> **Set exercise**: Copy out all of the records below line for line, without changing a single character.

> **Input rows**:
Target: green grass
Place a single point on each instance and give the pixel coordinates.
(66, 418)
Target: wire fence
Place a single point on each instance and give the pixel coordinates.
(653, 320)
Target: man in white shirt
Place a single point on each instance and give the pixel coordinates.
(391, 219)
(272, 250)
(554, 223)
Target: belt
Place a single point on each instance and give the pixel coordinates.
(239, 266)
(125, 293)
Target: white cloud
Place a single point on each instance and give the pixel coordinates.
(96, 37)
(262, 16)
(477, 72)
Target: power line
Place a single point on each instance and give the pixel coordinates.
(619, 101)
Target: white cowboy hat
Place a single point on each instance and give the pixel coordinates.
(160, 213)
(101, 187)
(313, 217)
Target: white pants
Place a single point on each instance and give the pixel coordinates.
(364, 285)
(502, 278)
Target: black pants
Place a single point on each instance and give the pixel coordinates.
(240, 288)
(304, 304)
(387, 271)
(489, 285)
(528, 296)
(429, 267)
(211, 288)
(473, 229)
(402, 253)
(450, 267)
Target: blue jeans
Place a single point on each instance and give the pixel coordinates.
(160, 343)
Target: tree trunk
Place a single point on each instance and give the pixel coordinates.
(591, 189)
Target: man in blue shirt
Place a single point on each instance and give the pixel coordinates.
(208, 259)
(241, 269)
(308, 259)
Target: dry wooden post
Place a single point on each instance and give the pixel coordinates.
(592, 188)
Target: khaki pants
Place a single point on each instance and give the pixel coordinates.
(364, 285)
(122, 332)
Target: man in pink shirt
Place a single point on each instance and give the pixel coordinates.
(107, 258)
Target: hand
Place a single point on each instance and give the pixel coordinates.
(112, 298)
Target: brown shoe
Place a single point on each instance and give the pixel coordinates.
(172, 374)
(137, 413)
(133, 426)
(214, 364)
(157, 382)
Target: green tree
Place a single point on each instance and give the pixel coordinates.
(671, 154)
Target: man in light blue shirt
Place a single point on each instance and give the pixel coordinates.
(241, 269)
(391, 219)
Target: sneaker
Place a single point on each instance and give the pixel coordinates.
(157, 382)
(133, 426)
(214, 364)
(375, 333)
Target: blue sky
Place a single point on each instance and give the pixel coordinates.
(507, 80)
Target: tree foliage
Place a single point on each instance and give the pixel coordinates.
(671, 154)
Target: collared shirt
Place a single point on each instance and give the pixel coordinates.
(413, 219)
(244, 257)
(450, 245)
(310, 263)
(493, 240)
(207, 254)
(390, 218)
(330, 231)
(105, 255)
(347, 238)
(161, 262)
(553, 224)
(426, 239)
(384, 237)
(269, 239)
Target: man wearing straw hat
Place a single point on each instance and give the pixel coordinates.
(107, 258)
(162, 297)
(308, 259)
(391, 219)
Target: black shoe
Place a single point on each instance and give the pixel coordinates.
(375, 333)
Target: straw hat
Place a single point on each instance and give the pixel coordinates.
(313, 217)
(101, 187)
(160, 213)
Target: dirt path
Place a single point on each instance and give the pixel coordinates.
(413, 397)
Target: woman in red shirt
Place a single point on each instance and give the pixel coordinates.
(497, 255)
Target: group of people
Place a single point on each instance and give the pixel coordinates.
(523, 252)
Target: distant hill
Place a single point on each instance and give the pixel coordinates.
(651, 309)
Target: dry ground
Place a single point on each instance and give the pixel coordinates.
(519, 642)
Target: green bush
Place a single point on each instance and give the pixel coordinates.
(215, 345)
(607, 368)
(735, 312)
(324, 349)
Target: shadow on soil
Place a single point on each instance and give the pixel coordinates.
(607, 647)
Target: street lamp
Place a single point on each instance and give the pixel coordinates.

> **Worked solution**:
Target: green grass
Place a single point on each instance and give the pixel coordinates.
(66, 418)
Target: wire fence
Place a single point on each instance and give the pixel coordinates.
(653, 320)
Target: man in white shirt
Place a single point on each instance and give the pixel coordinates.
(391, 219)
(272, 250)
(554, 223)
Target: belt
Place a single point on each instance and give the pixel coordinates.
(239, 266)
(125, 293)
Target: white cloud
Place a single point on each instance and give the pixel coordinates.
(96, 37)
(262, 16)
(477, 72)
Target: power line
Place a single point on each instance and give the pixel coordinates.
(619, 101)
Target: white cowboy hat
Place a single point on each instance and give the pixel coordinates.
(160, 213)
(101, 187)
(313, 217)
Target: white pants
Place a single point on each instance and give the pixel coordinates.
(364, 285)
(502, 278)
Target: black pants
Place a single point on each instance and give the pixel coordinates.
(240, 288)
(304, 304)
(387, 271)
(489, 285)
(528, 296)
(429, 267)
(211, 288)
(473, 229)
(402, 253)
(450, 267)
Target: blue jeans
Place a single point on each instance and give the pixel coordinates.
(160, 343)
Target: tree trunk
Place a single point on each instance and give the pixel coordinates.
(591, 189)
Target: man in blue shirt
Place a single point on each instance and give the pixel coordinates.
(208, 259)
(241, 269)
(308, 259)
Target: dry wooden post
Place a single point on each instance and give the pixel coordinates.
(592, 188)
Target: khaki pants
Place a single point on each instance and give the pixel coordinates.
(364, 285)
(122, 332)
Target: man in pink shirt
Place a single point on each instance and give the pixel coordinates.
(107, 258)
Target: hand
Place a single point on each instance and give the pixel coordinates.
(112, 298)
Target: brown shoe
Place a single point on each instance and give the pixel coordinates.
(172, 374)
(137, 413)
(133, 426)
(214, 364)
(157, 382)
Target: green tree
Place a single point on each instance and give the pixel coordinates.
(671, 154)
Target: man in light blue shirt
Place a single point on each instance and give the pixel coordinates.
(241, 269)
(391, 219)
Target: sneaker
Place a single point on each instance and give the pixel coordinates.
(157, 382)
(133, 426)
(214, 364)
(375, 333)
Target: blue sky
Place a single point on each instance and give the pixel coordinates.
(507, 80)
Target: tree foliage
Place a single point on each instance and give the pixel coordinates.
(671, 154)
Target: collared shirt
Place a single point on each instance and give the pixel coordinates.
(413, 219)
(244, 257)
(450, 245)
(310, 263)
(493, 240)
(207, 254)
(390, 218)
(330, 231)
(105, 255)
(347, 238)
(161, 262)
(553, 224)
(426, 239)
(384, 237)
(269, 239)
Target: man wearing straw hat
Place a single point on each instance and give the pixel coordinates.
(107, 258)
(162, 297)
(308, 259)
(391, 219)
Target: black shoe
Place a single point on each instance and give the pixel coordinates.
(375, 333)
Target: straw hat
Place a single point on each instance and give the pixel coordinates.
(313, 217)
(101, 187)
(160, 213)
Target: dirt path
Place a single point on each instance and give the pixel coordinates.
(413, 397)
Target: woman in red shirt
Place a single point on each instance and give the pixel coordinates.
(497, 255)
Target: group of people
Place a single point on each instance and give the pixel coordinates.
(523, 252)
Target: distant hill
Place a single point on each instance and give the pixel coordinates.
(651, 309)
Target: dry ground
Place a single point on each instance and give the pixel coordinates.
(519, 642)
Target: green bush
Place a single point on each instance and give the pixel coordinates.
(215, 345)
(607, 368)
(735, 312)
(324, 349)
Target: shadow on soil
Place a single point on each instance and give the pixel coordinates.
(607, 647)
Target: street lamp
Place a single point on each instance and give the pixel coordinates.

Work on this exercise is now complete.